Records
──────
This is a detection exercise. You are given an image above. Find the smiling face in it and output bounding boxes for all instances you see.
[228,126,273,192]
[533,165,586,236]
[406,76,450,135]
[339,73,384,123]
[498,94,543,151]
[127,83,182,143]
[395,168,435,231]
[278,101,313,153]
──────
● **Required work**: In the items above, substitute "grinning face" for "smiling face" and leave everything else unchanged.

● **Answer to the problem**:
This is a detection exercise. You are given an image above. Find the grinning face in it and output bounding boxes for all instances you see.
[228,126,273,192]
[533,165,586,236]
[406,76,450,135]
[339,73,384,123]
[498,94,543,151]
[127,83,182,143]
[395,168,435,231]
[278,101,313,153]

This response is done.